__ТЕКСТ СТРАНИЦЫ__.
::::::::

Вместе с тем, попадая на первых порах в 1960-е годы в круги, связанные с боксом, я чувствовал, что там моего персонажа могут чуть что и отторгнуть. Помню, как встреченный мною возле бара в Доме журналиста тренер-кандидат наук предупредил: «Не на ту лошадь ты поставил!» А Виктор Агеев был тогда на пике славы.
Я понимаю смущение разного рода руководителей. Он не знал поражений. Но держался слишком уж независимо даже для чемпиона. Этого у нас не любят.
И коллег его по цеху бокса можно было понять. Они ощущали разностороннее превосходство Агеева. Но где же подтверждение тому в наивысших титулах? В спорте живут ради главных побед. А он складывалось впечатление живет еще для чего-то более главного. Это сердило и озадачивало в нем, не сомневаюсь, многих
С главным тренером сборной СССР В. И. Огуренковым. Мексика. 1960-е
Виктор Иванович Огуренков, тренировавший сборную страны, благоволил, в общем, талантливейшему боксеру. Но точно так же, как и прочие, утратил к нему всякий интерес после его злоключений.

::::::::

__ИСХОДНЫЕ ДАННЫЕ__.
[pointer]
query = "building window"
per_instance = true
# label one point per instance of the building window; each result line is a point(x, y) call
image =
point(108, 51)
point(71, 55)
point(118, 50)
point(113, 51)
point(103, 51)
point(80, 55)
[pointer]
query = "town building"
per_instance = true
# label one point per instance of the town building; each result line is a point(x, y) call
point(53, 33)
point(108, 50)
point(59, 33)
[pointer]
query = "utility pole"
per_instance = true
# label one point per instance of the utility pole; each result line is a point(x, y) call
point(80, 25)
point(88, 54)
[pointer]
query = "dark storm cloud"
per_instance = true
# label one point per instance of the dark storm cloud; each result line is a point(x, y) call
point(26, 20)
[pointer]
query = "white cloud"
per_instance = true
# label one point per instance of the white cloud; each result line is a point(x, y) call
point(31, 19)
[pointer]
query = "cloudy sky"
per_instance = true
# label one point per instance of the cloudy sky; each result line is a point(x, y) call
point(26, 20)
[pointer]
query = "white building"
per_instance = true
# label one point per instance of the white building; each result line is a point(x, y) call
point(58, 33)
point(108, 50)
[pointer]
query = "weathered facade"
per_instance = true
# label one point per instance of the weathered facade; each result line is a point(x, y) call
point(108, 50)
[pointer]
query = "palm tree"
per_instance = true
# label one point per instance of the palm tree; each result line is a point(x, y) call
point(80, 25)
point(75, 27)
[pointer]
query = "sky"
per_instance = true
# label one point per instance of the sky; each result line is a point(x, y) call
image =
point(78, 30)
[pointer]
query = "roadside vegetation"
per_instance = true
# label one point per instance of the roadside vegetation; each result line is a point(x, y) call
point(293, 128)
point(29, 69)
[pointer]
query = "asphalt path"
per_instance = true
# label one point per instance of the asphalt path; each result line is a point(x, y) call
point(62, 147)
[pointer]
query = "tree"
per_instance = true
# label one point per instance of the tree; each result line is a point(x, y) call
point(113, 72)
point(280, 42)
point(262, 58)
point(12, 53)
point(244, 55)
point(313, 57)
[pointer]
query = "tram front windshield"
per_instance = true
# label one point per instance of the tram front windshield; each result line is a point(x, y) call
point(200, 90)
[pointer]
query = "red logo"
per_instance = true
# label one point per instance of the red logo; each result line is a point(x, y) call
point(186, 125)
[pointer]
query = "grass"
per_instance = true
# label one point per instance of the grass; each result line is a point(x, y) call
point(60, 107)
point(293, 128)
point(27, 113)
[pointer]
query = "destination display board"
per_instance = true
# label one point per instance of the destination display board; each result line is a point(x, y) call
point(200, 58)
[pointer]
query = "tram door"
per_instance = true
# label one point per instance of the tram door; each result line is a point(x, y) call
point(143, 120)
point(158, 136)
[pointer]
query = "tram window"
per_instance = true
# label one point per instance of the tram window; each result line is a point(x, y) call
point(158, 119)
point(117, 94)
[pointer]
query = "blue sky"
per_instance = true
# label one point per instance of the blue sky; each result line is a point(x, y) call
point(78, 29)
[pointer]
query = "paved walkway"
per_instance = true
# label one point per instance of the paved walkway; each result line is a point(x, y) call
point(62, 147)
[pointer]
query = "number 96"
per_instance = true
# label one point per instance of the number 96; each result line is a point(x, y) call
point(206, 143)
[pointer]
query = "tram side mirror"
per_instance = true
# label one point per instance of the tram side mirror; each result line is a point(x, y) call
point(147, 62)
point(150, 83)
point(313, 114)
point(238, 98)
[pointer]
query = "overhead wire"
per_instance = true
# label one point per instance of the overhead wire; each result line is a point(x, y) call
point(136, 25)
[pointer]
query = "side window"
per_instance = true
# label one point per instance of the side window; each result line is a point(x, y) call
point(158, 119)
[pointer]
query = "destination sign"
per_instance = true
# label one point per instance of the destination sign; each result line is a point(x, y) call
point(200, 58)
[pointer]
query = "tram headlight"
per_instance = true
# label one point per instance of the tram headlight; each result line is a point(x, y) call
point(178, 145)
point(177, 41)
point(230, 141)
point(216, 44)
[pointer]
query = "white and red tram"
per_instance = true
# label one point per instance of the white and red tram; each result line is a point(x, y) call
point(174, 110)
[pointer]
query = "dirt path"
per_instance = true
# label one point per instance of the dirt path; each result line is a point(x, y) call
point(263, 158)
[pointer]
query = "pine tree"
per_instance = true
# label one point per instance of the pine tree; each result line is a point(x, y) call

::::::::

__КРАТКОЕ ЗАДАНИЕ__.
Продолжите текст о боксере Викторе Агееве, начав сразу после его последнего предложения.

__ИТОГОВЫЙ ОТВЕТ__.
В конце 1970-х, услыхав, что Агеев высоко котируется в армейском клубе, он обратился к нему с просьбой пристроить и его на какую-нибудь подходящую должность в ЦСКА. Виктор поинтересовался: «А что же вы мне, Виктор Иванович, в тюрьму и открыточки не прислали?» Огуренков вилять не стал сказал прямо: «Витя, ну если бы я знал, что ты так раскрутишься, я бы тебе продовольственную посылку туда прислал!»
3
Отец Виктора он ушел на войну сразу после рождения сына вернулся из немецкого плена только в 1946 году. Долго проходил всяческие проверки, фильтрацию. Но сын узнал папу сразу же, как только тот вошел в стометровый коридор общежития, где их семья квартировала
Отец привез сыну трофейную скрипку. Судя по всему, дорогую, настоящую. Правда, уже к вечеру музыкальная ценность инструмента свелась к нулю по бесконечному коридору дети катали на ней друг друга, уцепившись за оторванные струны.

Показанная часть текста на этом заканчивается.